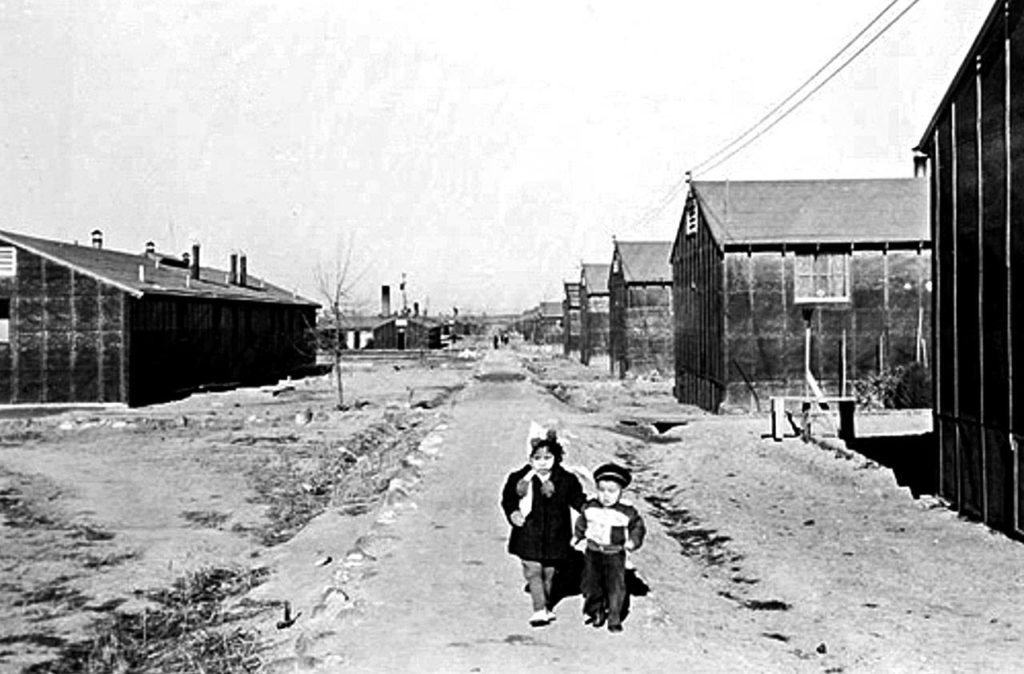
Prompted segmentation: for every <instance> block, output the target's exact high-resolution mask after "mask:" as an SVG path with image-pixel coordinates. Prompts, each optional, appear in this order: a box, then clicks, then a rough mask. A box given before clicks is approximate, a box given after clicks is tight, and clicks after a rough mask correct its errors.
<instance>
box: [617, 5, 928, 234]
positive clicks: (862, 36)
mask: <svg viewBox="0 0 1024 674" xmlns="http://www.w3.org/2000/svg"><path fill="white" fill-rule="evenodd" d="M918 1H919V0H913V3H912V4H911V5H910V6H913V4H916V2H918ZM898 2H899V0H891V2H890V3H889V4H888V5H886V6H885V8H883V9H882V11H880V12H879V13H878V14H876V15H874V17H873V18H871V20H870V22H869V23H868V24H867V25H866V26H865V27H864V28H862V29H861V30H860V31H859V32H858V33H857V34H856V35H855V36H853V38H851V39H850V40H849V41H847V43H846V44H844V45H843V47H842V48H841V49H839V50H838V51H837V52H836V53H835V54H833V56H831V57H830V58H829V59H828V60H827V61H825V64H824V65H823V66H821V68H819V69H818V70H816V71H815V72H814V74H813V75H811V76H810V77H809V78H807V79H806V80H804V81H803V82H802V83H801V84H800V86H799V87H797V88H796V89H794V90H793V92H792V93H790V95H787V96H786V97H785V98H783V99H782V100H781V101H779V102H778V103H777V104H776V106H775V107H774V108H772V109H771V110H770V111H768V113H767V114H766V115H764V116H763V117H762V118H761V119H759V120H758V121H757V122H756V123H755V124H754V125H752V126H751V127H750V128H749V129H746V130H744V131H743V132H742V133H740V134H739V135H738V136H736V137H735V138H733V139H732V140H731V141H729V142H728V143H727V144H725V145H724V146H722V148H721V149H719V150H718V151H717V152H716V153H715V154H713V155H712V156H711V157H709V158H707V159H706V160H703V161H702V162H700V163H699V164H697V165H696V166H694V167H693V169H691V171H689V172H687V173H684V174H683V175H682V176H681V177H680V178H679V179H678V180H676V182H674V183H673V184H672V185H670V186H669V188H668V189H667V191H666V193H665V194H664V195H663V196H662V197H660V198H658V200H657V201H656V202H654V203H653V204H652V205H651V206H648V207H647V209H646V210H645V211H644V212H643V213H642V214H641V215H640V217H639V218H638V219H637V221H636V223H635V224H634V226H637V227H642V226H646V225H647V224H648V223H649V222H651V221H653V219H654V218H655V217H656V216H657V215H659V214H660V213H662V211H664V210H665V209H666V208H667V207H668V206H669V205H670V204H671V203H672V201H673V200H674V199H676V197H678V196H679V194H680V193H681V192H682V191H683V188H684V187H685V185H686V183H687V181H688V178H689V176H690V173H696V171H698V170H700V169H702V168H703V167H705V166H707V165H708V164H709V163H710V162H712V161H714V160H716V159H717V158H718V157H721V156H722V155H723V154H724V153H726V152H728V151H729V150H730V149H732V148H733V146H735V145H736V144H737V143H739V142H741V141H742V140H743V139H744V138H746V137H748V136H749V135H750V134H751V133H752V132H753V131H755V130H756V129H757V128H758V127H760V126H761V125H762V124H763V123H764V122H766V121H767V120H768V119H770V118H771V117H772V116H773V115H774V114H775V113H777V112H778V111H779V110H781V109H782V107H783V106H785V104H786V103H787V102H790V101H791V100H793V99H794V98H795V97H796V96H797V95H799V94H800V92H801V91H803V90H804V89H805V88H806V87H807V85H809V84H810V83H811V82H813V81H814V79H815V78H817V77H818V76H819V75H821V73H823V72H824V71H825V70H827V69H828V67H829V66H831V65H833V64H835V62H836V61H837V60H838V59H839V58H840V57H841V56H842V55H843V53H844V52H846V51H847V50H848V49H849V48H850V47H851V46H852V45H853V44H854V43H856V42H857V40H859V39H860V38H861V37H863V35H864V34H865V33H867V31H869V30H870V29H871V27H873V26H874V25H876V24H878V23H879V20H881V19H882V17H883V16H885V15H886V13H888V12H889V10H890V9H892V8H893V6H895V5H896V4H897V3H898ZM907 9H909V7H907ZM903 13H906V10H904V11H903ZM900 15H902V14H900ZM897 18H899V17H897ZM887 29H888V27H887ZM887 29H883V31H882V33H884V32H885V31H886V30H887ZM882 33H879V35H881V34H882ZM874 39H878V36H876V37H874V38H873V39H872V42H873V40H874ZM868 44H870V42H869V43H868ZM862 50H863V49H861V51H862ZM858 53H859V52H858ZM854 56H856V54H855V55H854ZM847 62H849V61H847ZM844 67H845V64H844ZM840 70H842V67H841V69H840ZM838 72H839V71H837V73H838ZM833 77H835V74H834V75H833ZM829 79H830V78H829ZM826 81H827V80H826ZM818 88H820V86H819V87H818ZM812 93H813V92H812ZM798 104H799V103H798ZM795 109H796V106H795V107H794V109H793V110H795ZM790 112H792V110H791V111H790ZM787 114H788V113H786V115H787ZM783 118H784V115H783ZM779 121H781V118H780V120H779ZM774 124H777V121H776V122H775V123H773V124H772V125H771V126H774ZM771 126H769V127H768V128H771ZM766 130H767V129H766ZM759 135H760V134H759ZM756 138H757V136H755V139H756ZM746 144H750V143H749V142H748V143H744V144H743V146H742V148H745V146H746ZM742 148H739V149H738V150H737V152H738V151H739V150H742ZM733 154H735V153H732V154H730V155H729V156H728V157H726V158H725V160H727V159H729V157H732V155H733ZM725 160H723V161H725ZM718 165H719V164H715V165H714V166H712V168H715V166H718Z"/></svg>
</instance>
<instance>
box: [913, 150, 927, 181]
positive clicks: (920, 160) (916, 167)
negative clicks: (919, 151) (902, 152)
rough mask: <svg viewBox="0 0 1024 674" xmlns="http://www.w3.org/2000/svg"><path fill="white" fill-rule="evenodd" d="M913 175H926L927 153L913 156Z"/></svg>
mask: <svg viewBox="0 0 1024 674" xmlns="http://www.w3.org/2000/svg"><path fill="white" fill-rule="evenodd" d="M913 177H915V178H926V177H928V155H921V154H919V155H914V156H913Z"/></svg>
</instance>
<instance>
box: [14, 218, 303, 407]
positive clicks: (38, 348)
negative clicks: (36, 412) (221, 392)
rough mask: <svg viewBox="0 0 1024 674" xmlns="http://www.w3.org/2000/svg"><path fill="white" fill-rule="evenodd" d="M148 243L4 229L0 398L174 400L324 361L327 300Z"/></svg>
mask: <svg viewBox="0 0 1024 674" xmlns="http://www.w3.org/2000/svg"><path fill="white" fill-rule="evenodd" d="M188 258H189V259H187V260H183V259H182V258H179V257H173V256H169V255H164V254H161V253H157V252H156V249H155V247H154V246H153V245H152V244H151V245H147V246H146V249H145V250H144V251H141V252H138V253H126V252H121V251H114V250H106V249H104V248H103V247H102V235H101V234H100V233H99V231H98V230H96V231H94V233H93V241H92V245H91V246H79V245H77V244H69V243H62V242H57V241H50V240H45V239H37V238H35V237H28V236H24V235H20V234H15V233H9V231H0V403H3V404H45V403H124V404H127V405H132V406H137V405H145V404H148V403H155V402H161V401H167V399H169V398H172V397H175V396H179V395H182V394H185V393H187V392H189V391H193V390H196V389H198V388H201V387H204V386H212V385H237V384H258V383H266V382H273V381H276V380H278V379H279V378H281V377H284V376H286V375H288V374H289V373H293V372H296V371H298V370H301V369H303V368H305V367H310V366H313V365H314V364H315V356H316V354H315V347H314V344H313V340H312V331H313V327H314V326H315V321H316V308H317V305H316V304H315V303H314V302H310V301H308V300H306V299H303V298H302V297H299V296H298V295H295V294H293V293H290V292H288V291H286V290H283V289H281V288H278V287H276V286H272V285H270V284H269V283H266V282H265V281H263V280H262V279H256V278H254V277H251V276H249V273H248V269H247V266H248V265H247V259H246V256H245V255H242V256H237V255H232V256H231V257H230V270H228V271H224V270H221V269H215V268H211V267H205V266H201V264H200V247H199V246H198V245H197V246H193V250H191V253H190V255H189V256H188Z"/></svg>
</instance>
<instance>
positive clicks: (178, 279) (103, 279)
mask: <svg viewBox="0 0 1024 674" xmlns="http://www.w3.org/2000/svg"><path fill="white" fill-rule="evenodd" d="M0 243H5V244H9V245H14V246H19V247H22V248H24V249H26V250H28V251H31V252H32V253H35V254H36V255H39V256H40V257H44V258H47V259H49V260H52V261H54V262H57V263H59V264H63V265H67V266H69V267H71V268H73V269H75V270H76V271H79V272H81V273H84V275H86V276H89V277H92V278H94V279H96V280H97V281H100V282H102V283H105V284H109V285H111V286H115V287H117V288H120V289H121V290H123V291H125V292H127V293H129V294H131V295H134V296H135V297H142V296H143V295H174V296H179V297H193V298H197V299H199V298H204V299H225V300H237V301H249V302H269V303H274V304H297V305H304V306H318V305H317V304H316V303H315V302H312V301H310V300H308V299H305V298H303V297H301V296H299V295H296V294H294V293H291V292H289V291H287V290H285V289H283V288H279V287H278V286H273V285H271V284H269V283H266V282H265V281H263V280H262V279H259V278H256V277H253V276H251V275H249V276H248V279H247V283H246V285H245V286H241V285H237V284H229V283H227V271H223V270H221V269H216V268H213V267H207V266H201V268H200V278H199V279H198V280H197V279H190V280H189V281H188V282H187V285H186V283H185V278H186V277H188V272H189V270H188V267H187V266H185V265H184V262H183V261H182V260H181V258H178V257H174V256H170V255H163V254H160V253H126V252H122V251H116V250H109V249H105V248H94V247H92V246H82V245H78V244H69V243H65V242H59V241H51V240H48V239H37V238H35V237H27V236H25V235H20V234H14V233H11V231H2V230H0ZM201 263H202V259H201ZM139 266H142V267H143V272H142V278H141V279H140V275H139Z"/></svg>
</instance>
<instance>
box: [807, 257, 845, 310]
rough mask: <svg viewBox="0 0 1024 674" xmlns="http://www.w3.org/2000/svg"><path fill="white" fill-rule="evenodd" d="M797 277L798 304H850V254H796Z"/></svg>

===

What you need to do
Change "high-resolution" to "full-resolution" in the stretch from the start of the items through the line containing "positive clicks: (862, 36)", and leave the rest as it is. Omit the pictures from your answer.

Result
Prompted segmentation: for every <instance> block, output the target's exact full-resolution mask after "mask:" as an SVG path with image-pixel coordinates. Prompts, each optional, appear in this order: a box, then clicks, then a rough mask. A box given before clicks is approximate, a box given after clicks is tight, and clicks after a rough mask correct its errors.
<instance>
box: [617, 5, 928, 234]
positive clicks: (862, 36)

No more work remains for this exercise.